#### What the task requires:
An exact copy of all the entries below is what this task needs.

········

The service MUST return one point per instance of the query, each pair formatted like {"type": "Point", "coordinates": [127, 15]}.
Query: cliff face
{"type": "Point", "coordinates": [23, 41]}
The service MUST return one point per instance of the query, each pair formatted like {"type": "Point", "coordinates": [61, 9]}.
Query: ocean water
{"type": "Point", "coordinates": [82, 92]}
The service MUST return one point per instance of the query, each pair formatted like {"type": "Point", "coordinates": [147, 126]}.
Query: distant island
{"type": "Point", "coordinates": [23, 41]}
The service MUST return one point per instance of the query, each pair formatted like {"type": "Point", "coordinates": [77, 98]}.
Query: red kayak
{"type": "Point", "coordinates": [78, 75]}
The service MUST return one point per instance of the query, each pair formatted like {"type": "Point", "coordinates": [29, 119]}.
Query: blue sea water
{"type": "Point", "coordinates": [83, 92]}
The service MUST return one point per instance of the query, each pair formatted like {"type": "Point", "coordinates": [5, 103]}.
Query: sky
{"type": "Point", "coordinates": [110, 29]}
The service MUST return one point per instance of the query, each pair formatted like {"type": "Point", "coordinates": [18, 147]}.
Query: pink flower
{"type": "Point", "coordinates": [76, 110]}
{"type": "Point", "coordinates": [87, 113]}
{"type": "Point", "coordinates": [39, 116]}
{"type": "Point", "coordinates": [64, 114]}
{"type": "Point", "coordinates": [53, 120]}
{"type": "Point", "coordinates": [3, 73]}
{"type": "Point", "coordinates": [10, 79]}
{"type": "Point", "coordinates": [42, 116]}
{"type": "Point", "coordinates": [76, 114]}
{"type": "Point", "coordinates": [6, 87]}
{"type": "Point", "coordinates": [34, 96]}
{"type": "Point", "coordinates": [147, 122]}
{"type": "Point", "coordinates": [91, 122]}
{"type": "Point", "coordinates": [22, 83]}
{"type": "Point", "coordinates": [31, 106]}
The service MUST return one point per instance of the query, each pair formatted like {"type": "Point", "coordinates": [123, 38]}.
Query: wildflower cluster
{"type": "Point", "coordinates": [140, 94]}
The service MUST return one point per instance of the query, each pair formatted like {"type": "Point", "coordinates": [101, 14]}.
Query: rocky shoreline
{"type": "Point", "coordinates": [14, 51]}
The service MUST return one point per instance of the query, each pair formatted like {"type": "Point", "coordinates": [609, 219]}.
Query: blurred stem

········

#### Reply:
The service MUST return one point per instance of the query, each pair formatted like {"type": "Point", "coordinates": [127, 15]}.
Query: cliff face
{"type": "Point", "coordinates": [23, 41]}
The service MUST return one point per instance of the query, each pair formatted like {"type": "Point", "coordinates": [61, 9]}.
Query: ocean water
{"type": "Point", "coordinates": [82, 92]}
The service MUST return one point per instance of the query, each pair formatted like {"type": "Point", "coordinates": [147, 126]}.
Query: distant island
{"type": "Point", "coordinates": [23, 41]}
The service MUST return one point per instance of the query, each pair formatted like {"type": "Point", "coordinates": [77, 98]}.
Query: red kayak
{"type": "Point", "coordinates": [78, 75]}
The service MUST return one point per instance of the query, each pair formatted like {"type": "Point", "coordinates": [29, 119]}.
Query: blue sea water
{"type": "Point", "coordinates": [83, 92]}
The service MUST return one point per instance of the query, each pair formatted like {"type": "Point", "coordinates": [5, 103]}.
Query: sky
{"type": "Point", "coordinates": [110, 29]}
The service MUST return one point per instance of the query, each pair formatted like {"type": "Point", "coordinates": [18, 147]}.
Query: pink flower
{"type": "Point", "coordinates": [76, 110]}
{"type": "Point", "coordinates": [87, 113]}
{"type": "Point", "coordinates": [39, 116]}
{"type": "Point", "coordinates": [64, 114]}
{"type": "Point", "coordinates": [53, 120]}
{"type": "Point", "coordinates": [3, 73]}
{"type": "Point", "coordinates": [10, 79]}
{"type": "Point", "coordinates": [42, 116]}
{"type": "Point", "coordinates": [76, 114]}
{"type": "Point", "coordinates": [6, 87]}
{"type": "Point", "coordinates": [34, 96]}
{"type": "Point", "coordinates": [147, 122]}
{"type": "Point", "coordinates": [91, 122]}
{"type": "Point", "coordinates": [22, 83]}
{"type": "Point", "coordinates": [31, 106]}
The service MUST return one point per instance of the query, each pair formatted like {"type": "Point", "coordinates": [123, 38]}.
Query: wildflower cluster
{"type": "Point", "coordinates": [140, 94]}
The service MUST return one point per instance of the query, each pair formatted like {"type": "Point", "coordinates": [101, 14]}.
Query: rocky shoreline
{"type": "Point", "coordinates": [14, 51]}
The service MUST return one point per instance of the query, each pair formatted like {"type": "Point", "coordinates": [609, 219]}.
Query: blurred stem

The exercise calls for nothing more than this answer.